**Object pointing dataset lines**
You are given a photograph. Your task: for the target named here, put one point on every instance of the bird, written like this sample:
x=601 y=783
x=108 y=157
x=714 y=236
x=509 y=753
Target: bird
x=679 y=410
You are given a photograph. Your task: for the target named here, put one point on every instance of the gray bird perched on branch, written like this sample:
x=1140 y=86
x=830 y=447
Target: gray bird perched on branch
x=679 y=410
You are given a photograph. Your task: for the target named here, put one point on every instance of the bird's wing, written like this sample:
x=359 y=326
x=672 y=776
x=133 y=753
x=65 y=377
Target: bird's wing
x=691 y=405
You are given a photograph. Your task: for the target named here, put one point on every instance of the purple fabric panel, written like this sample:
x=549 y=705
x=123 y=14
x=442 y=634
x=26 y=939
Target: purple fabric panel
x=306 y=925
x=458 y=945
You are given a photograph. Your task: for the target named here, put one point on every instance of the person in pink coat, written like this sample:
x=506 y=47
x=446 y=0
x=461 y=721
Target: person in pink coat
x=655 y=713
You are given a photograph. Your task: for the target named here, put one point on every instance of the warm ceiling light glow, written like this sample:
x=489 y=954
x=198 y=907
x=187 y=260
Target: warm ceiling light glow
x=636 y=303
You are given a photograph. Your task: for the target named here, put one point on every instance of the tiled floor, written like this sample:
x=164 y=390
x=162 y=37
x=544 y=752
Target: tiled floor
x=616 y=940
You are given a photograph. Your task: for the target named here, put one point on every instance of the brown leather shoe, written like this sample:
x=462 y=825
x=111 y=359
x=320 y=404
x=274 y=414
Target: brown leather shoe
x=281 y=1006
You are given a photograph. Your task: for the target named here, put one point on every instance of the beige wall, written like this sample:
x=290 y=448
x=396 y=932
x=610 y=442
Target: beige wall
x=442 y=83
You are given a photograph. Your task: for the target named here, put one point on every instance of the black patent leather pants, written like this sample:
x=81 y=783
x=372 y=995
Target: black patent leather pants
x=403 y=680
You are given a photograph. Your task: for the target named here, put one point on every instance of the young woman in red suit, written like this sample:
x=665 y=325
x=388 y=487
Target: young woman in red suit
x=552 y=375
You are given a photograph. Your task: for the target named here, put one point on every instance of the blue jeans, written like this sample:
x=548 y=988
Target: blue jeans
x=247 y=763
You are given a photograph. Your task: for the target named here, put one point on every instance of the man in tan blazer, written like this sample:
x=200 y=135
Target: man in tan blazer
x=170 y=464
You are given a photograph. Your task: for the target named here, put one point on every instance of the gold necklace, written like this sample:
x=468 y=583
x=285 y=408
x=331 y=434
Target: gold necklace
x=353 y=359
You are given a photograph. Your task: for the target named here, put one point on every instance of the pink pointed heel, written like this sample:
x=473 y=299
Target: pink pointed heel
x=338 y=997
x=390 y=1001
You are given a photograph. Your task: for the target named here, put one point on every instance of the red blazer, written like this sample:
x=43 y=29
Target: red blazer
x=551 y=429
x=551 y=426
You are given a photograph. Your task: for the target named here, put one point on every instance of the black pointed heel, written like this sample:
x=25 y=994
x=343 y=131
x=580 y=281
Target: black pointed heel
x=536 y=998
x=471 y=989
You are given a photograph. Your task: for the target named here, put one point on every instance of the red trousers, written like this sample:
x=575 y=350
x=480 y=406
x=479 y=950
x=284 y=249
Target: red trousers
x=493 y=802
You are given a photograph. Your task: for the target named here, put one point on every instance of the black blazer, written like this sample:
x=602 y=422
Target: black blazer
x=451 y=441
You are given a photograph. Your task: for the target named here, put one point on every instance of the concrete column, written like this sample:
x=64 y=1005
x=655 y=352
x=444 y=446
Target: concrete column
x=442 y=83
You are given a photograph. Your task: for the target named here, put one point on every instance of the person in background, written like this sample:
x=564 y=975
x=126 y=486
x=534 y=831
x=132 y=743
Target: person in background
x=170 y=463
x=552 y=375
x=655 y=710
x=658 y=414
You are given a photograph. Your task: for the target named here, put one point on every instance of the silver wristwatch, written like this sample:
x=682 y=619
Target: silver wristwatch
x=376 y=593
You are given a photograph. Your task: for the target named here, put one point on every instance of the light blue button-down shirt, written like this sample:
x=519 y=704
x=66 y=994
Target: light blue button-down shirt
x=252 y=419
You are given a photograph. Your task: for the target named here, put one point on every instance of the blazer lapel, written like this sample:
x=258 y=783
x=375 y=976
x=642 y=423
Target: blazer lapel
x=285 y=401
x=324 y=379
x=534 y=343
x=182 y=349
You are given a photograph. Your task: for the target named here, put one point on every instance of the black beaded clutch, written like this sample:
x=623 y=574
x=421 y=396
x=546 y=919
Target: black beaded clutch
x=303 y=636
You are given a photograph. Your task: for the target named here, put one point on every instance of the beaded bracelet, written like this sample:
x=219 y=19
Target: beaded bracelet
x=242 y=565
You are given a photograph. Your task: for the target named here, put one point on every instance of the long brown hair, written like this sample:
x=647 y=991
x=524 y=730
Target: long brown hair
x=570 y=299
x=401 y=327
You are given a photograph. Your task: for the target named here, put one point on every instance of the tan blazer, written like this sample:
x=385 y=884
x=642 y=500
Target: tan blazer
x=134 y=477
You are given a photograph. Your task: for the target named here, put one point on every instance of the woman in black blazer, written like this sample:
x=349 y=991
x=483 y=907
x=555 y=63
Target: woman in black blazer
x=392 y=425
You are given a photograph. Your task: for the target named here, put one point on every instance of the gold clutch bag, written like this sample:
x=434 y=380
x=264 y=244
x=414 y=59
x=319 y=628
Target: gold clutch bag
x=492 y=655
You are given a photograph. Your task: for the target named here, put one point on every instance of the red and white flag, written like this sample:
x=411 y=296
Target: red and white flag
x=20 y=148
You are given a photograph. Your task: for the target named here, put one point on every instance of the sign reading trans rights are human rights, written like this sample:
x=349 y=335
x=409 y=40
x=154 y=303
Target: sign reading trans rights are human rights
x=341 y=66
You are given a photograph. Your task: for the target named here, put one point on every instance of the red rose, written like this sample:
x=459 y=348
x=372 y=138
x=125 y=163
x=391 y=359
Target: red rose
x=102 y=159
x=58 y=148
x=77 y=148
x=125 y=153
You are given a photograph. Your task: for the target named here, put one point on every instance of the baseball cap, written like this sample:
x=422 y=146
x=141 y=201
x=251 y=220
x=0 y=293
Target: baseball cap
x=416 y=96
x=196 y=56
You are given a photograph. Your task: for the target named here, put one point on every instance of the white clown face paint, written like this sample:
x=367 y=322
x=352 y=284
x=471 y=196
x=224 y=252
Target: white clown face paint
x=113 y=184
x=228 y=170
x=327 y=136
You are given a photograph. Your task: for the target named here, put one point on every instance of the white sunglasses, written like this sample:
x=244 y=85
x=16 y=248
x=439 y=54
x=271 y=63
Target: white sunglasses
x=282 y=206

**Task to carry out**
Return the lines above, unchanged, from the very first one through the line containing "x=281 y=1006".

**Written response**
You are given a photograph. Your task: for the target named here, put one point on every instance of the bird, written like this sample:
x=601 y=783
x=108 y=157
x=714 y=236
x=509 y=753
Target: bird
x=679 y=410
You are given a photograph. Your task: for the target named here, put one point on every instance of the gray bird perched on branch, written like this sample:
x=1140 y=86
x=830 y=447
Target: gray bird perched on branch
x=679 y=410
You are given a photograph. Your task: for the target named here, put one point on every instance of the bird's wing, written like this sample:
x=359 y=326
x=672 y=776
x=133 y=753
x=65 y=377
Target: bird's wing
x=691 y=405
You are given a photograph. Your task: for the target named here, put one point on every instance of the purple fabric panel, written like this sample:
x=549 y=705
x=123 y=14
x=442 y=634
x=26 y=939
Target: purple fabric panel
x=306 y=925
x=458 y=945
You are given a photograph. Your task: for the target named here, put one point on every instance of the person in pink coat, written like this sample:
x=506 y=47
x=446 y=0
x=461 y=721
Target: person in pink coat
x=655 y=713
You are given a photograph. Your task: for the target named here, put one point on every instance of the warm ceiling light glow, written like this sample:
x=489 y=954
x=198 y=907
x=187 y=260
Target: warm ceiling light glow
x=636 y=303
You are given a photograph. Your task: for the target named here, put one point on every instance of the tiled floor, written like this sample:
x=164 y=390
x=162 y=37
x=544 y=752
Target: tiled floor
x=616 y=940
You are given a photograph. Your task: for the target named here, put one point on every instance of the brown leather shoe, written like this sample:
x=462 y=825
x=111 y=359
x=320 y=404
x=274 y=414
Target: brown leather shoe
x=281 y=1006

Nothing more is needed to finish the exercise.